◆ EXCERTO DO TEXTO ◆
---------------
No meio da irrelevância de escritos com que o fim de semana
em regra nos brinda, em torno dos atentados de Bruxelas e da ameaça que o
radicalismo islâmico representa para o nosso futuro próximo, as crónicas acima
mencionadas são o oposto dessa mediocridade. Na origem (geográfica) do
radicalismo islâmico estão cismas religiosos e culturais que a imprevidência ocidental
simplesmente reavivou, profundamente ampliados pela irrelevância europeia que
as intervenções militares a destempo pretendem ocultar. No destino da incidência
dessa ameaça que o islamismo radical representa para o nosso modelo societário,
por mais que o queiramos também ocultar está também presente um conflito religioso.
Não como é óbvio entre as interpretações dominantes do catolicismo e do Islão,
mas envolvendo interpretações na margem que brotam em função das condições
concretas da radicalização entretanto operada. O que nos resta do poder ocidental
que já tivemos como Europeus é sobretudo o modelo de vida e de sociedade que queremos
preservar, ainda que como Clara Ferreira Alves tão bem o assinalou na crónica
de abertura da revista do Expresso da semana passada, seja hoje difícil encontrar
um consenso entre modelos de vida e de sociedade na Europa. Imaginar que a integração
de populações mais profundamente marcadas pelas raízes religiosas dos modelos
culturais e de vida no nosso modelo de estar em comunidade é fácil e espontânea
é puro “wishful thinking”. A crónica
de Pacheco Pereira demonstra-o com clareza e desassombro. Os valores da tolerância
são traiçoeiros pois podem no limite tolerar a intolerância. Valores que se
transformaram em conquistas civilizacionais da nossa prática social, como por
exemplo a valorização da ascensão social da mulher e da sua liberdade de
disposição do corpo, do modelo de vida e da orientação sexual, convivem
naturalmente mal com modelos de organização de comunidades que contrariam e
agridem tais valores. A laicização convive naturalmente mal com comunidades em
que os valores religiosos comandam a estrutura global de princípios e valores e
onde a mulher é relegada para a subalternidade social. Obama tem razão quando
hoje afirmou que as populações muçulmanas não podem ser estigmatizadas, sob
pena de se perder um dos aliados fundamentais no combate ao radicalismo islâmico.
---------------
◆ REGISTOS EXTRAÍDOS ◆
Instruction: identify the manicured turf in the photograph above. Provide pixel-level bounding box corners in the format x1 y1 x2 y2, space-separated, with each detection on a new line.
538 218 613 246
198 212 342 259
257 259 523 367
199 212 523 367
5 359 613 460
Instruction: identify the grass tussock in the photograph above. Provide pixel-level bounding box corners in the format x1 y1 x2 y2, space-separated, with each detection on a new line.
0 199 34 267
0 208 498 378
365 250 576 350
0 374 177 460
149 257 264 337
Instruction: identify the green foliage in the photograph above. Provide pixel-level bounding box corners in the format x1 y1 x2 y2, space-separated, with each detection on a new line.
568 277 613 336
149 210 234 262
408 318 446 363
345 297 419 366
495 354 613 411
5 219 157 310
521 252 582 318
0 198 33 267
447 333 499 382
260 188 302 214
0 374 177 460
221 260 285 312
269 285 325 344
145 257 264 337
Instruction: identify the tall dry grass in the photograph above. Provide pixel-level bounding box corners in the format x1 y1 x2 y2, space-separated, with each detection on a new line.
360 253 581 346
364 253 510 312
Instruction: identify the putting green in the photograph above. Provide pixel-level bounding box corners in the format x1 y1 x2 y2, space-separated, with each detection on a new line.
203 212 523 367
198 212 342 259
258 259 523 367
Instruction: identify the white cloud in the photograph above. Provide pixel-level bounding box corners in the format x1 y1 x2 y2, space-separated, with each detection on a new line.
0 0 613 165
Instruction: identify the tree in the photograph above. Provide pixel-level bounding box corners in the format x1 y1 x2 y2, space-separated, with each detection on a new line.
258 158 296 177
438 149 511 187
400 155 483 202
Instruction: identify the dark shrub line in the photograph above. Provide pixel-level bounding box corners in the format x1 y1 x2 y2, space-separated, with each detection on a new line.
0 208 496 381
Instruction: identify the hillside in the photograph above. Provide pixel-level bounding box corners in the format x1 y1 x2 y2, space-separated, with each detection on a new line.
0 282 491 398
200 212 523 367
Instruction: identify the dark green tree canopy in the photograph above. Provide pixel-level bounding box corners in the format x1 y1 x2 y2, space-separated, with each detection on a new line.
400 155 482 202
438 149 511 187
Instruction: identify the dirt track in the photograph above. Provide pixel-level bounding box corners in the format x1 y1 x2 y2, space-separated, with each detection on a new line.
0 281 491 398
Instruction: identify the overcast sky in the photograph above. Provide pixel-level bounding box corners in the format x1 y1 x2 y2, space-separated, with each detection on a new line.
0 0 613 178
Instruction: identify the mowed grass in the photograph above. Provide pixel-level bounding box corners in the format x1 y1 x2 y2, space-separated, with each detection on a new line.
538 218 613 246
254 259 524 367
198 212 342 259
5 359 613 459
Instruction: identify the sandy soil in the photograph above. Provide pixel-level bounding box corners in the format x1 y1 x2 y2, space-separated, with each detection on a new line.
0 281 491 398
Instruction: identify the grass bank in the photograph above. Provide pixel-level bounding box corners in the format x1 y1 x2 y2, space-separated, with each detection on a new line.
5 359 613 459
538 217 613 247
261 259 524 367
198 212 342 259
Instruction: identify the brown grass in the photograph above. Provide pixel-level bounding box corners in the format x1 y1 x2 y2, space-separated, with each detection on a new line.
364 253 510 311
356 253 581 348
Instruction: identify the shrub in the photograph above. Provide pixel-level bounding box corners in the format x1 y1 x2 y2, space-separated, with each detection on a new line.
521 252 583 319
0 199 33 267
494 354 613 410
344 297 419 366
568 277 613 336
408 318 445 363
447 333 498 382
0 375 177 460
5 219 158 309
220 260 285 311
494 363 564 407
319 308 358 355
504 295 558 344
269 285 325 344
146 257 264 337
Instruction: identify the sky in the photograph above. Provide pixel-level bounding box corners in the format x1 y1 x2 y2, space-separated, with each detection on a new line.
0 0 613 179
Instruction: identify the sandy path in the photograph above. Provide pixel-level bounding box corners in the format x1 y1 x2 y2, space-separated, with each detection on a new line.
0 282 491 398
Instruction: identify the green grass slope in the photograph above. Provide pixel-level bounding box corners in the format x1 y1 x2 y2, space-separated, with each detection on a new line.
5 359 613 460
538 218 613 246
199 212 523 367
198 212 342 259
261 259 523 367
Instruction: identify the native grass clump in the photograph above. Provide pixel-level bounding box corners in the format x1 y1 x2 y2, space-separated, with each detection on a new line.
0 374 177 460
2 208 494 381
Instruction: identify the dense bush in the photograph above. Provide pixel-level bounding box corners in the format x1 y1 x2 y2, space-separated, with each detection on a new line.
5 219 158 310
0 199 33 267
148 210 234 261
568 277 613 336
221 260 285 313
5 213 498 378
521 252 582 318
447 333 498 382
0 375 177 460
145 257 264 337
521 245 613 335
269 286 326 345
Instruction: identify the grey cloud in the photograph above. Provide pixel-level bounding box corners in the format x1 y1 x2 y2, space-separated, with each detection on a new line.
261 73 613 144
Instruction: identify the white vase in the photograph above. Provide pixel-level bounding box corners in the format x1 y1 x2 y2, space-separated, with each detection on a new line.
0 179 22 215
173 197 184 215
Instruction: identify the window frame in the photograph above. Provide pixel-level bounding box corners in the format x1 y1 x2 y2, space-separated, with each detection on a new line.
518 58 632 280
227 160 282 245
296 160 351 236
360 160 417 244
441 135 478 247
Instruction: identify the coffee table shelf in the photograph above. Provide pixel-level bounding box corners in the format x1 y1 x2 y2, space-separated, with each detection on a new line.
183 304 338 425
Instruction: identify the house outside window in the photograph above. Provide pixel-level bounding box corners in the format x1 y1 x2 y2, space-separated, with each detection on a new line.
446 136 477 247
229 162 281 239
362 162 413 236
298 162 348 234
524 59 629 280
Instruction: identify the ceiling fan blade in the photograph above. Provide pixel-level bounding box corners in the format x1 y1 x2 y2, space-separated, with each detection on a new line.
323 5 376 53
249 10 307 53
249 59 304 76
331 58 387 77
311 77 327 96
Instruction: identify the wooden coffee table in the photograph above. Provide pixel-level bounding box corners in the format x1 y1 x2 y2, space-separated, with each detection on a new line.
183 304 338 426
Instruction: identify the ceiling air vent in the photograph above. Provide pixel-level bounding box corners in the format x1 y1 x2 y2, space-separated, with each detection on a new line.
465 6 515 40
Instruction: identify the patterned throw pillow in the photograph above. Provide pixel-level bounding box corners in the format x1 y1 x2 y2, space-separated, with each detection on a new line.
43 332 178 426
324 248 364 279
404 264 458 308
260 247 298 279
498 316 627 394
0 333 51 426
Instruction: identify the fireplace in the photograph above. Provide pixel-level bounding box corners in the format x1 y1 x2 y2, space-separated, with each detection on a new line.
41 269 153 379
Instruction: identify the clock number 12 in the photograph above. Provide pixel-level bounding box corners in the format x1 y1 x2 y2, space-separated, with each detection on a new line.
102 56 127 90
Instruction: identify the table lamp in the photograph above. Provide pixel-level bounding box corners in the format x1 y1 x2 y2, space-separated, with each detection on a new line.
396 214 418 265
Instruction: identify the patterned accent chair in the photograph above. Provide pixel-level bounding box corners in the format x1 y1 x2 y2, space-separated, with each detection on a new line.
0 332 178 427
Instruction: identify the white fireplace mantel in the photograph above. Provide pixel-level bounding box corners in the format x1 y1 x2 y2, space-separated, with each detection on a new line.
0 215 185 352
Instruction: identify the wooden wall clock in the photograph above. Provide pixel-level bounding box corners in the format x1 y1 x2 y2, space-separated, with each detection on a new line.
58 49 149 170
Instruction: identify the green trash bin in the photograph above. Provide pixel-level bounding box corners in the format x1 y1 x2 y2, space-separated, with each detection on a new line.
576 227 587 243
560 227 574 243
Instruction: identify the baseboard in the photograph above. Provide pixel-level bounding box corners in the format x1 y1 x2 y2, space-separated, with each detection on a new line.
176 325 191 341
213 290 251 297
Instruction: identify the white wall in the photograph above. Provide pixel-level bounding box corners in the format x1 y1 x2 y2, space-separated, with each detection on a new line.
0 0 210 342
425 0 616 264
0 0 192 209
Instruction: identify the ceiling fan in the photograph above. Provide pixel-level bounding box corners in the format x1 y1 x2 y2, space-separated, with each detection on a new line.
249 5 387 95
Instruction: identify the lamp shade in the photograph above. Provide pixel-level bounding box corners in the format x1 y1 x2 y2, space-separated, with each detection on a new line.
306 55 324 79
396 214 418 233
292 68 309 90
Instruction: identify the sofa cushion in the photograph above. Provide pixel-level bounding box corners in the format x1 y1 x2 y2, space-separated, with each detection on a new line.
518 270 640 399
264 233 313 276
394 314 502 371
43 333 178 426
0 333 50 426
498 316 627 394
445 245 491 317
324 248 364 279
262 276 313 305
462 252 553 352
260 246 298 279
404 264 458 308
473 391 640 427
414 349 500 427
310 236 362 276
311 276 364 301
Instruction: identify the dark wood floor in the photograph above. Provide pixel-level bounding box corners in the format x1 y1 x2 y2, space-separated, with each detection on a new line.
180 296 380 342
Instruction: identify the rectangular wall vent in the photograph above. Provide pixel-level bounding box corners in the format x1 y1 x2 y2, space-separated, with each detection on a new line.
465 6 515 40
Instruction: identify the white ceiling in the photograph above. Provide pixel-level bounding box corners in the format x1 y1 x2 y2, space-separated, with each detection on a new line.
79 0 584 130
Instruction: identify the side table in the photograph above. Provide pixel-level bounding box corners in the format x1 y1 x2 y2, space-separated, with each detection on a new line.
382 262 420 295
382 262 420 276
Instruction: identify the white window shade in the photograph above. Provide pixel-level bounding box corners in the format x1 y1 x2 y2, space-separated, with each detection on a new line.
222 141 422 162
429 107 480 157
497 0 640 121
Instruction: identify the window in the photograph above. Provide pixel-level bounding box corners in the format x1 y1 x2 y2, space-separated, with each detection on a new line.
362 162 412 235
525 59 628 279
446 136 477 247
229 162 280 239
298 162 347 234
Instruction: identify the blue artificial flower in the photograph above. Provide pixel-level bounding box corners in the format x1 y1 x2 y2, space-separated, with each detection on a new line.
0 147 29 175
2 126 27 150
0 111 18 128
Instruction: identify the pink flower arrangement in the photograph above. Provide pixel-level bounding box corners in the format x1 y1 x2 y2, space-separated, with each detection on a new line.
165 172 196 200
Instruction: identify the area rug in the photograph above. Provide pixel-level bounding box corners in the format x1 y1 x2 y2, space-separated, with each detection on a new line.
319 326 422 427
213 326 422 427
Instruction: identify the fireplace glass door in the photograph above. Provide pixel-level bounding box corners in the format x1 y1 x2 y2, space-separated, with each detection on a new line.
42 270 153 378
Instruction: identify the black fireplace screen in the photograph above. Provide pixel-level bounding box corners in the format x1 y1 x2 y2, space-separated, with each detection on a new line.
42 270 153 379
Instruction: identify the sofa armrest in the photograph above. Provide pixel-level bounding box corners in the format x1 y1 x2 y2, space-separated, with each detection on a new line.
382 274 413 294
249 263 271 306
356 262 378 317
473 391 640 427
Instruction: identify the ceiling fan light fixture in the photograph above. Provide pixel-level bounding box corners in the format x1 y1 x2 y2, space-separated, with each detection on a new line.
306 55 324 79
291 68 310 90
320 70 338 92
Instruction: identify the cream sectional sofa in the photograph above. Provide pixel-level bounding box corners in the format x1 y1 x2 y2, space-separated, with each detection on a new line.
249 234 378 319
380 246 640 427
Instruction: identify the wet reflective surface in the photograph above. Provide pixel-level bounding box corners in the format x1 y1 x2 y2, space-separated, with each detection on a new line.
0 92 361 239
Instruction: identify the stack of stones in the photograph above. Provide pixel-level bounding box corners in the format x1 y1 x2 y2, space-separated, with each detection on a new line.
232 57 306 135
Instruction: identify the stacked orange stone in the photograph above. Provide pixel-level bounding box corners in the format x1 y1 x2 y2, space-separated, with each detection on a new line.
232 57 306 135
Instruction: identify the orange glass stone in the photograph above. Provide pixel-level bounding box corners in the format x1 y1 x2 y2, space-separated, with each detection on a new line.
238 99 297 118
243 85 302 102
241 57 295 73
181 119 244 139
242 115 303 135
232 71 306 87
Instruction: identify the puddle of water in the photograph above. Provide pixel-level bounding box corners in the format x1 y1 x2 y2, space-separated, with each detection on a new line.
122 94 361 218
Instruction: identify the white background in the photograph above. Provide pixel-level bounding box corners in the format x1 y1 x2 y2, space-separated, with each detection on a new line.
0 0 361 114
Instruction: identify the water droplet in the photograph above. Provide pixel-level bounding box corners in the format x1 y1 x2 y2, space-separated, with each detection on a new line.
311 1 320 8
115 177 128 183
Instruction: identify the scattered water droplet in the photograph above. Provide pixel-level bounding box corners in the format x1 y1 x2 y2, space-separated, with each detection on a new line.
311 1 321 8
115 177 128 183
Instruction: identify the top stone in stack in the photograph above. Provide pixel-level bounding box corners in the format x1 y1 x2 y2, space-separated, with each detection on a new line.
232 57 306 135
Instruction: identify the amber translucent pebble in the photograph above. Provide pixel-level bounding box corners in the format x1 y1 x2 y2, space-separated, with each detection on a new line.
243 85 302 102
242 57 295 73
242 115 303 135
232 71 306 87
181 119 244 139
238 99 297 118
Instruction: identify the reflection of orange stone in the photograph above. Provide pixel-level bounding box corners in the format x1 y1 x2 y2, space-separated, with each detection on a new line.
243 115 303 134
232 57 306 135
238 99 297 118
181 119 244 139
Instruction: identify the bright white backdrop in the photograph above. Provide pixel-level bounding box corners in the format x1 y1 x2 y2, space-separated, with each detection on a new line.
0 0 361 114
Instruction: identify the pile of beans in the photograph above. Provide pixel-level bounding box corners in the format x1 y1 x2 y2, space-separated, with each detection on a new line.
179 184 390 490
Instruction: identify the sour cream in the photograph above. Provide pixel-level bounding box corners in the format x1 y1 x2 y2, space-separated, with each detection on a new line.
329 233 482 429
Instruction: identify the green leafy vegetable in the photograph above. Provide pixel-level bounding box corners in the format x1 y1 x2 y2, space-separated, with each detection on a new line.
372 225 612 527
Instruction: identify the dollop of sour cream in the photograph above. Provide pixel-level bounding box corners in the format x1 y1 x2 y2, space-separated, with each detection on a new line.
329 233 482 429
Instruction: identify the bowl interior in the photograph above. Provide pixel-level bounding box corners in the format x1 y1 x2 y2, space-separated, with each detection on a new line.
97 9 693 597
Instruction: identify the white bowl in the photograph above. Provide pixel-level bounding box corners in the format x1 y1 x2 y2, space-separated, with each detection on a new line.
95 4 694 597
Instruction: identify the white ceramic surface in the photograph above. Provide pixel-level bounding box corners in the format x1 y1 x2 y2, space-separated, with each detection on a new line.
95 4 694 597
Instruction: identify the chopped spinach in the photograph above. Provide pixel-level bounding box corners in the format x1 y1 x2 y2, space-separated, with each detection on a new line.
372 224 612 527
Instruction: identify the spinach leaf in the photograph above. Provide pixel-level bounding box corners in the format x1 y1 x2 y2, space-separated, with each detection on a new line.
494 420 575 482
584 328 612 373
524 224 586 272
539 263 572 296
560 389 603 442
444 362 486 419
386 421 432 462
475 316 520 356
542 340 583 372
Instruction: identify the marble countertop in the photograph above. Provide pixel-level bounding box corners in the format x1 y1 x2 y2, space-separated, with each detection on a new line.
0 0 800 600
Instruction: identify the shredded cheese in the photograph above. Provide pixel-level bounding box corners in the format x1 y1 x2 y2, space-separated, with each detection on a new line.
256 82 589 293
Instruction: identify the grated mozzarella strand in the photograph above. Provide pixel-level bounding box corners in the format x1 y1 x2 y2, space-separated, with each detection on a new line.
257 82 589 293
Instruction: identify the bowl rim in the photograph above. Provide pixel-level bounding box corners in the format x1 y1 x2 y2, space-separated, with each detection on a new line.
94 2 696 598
---------------
◆ REQUISITOS DO EXERCÍCIO ◆
1 > No texto sobre o radicalismo islâmico, quem assinalou, na crónica de abertura da revista do Expresso, que é hoje difícil encontrar consenso entre modelos de vida e de sociedade na Europa?
2 > Prossiga o texto sobre o radicalismo islâmico a partir da última frase apresentada.
A listagem não é necessária para este exercício.

◆ RESPOSTAS ESPERADAS ◆
1 > Clara Ferreira Alves.

2 >
Mas essas populações, como Pacheco Pereira o assinala, se bem que devam
combater a guetização que pode resultar de políticas públicas dos países de acolhimento,
também deveriam ter um comportamento público mais expressivo na denúncia do islamismo
radical.
O problema está já suficientemente internalizado nas sociedades
ocidentais para ser ignorado e deslocado para debaixo do tapete. Seria necessária
uma impensável inversão de movimentos populacionais para o reduzir a dimensões
mínimas. Nessa medida, se a resolução na fonte do problema estará adiada
sabe-se lá até quando, o melhor será continuarmos firmes na defesa do que hoje
nos individualiza, a nossa maneira de estar em comunidade e sobretudo resistir
aos recuos civilizacionais.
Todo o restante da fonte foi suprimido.